--- What is being asked ---
Please restate, word for word, the lines below that begin at the one with "inside: enclosed by" and end at the one with "Mark the region". Leave out all other lines.

(Stored data entries)
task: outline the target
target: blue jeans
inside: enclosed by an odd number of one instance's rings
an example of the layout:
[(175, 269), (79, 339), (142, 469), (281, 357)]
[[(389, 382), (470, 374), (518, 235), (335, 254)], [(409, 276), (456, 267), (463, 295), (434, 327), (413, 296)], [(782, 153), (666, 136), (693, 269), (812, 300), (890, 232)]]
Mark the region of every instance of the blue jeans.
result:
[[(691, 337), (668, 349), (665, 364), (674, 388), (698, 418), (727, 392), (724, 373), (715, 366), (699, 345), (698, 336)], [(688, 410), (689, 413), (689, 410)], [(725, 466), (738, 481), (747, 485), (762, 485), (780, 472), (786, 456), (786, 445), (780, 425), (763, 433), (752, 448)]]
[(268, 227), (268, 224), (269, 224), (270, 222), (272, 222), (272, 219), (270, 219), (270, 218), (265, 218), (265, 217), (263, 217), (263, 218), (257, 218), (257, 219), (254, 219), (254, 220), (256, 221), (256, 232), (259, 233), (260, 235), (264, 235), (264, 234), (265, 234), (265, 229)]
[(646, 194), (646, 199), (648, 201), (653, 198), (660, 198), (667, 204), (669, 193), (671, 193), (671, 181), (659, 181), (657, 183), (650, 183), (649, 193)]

--- Problem solution ---
inside: enclosed by an odd number of one instance's rings
an example of the layout:
[(175, 269), (79, 339), (142, 469), (281, 357)]
[[(389, 382), (470, 374), (518, 235), (335, 254)], [(409, 276), (456, 267), (463, 295), (434, 327), (413, 296)], [(782, 153), (666, 136), (693, 269), (812, 300), (890, 232)]]
Mark the region of every instance of the blue jeans.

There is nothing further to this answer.